The People's Republic of China is by far the largest producer of coal in the world, producing over 2.8 billion tons of coal in 2007, or approximately 39.8 percent of all coal produced in the world during that year.[15] For comparison, the second largest producer, the United States, produced more than 1.1 billion tons in 2007. An estimated 5 million people work in China's coal-mining industry. As many as 20,000 miners die in accidents each year.[30]

Most Chinese mines are deep underground and do not produce the surface disruption typical of strip mines. Although there is some evidence of reclamation of mined land for use as parks, China does not require extensive reclamation and is creating significant acreages of abandoned mined land which is unsuitable for agriculture or other human uses, and inhospitable to indigenous wildlife. Chinese underground mines often experience severe surface subsidence (6-12 meters), negatively impacting farmland because it no longer drains well. China uses some subsidence areas for aquaculture ponds but has more than they need for that purpose. Reclamation of subsided ground is a significant problem in China.

Because most Chinese coal is for domestic consumption and is burned with little or no air pollution control equipment, it contributes greatly to visible smoke and severe air pollution in industrial areas using coal for fuel. Air pollution control equipment is being installed on some plants, but there are unconfirmed reports it is only turned on when inspectors visit. China's carbon dioxide emissions may increase 30% in 2008 due to increased coal combustion.[citation needed]

# Explore the material
1/ Print the stretch of the passage on Chinese coal mining from "Most Chinese mines" through "problem in China." with no changes.
2/ List every quantity the first paragraph of the passage on Chinese coal mining states, leaving out years.
The rows below the passage on Chinese coal mining have no connection to it.

# Study material
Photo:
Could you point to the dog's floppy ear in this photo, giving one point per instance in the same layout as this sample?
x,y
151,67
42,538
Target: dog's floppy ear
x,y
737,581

...

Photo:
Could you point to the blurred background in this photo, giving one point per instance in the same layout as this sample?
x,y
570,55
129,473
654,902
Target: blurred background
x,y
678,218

==

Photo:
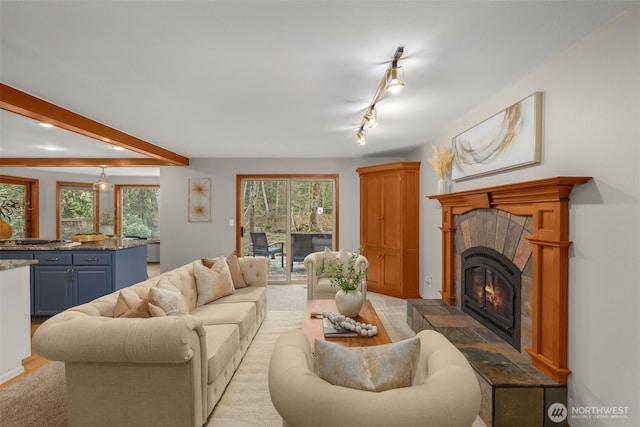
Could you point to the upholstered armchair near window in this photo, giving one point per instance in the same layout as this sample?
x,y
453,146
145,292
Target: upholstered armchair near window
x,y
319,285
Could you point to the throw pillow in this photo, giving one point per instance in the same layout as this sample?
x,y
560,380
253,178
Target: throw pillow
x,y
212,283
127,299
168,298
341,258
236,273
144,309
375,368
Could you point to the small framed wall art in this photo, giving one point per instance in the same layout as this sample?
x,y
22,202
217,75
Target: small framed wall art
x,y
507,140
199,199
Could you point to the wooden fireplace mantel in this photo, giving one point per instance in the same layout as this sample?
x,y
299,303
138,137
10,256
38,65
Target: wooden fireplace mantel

# List of solutions
1/
Most Chinese mines are deep underground and do not produce the surface disruption typical of strip mines. Although there is some evidence of reclamation of mined land for use as parks, China does not require extensive reclamation and is creating significant acreages of abandoned mined land which is unsuitable for agriculture or other human uses, and inhospitable to indigenous wildlife. Chinese underground mines often experience severe surface subsidence (6-12 meters), negatively impacting farmland because it no longer drains well. China uses some subsidence areas for aquaculture ponds but has more than they need for that purpose. Reclamation of subsided ground is a significant problem in China.

2/
- over 2.8 billion tons of coal
- approximately 39.8 percent of all coal produced in the world
- more than 1.1 billion tons
- an estimated 5 million people
- as many as 20,000 miners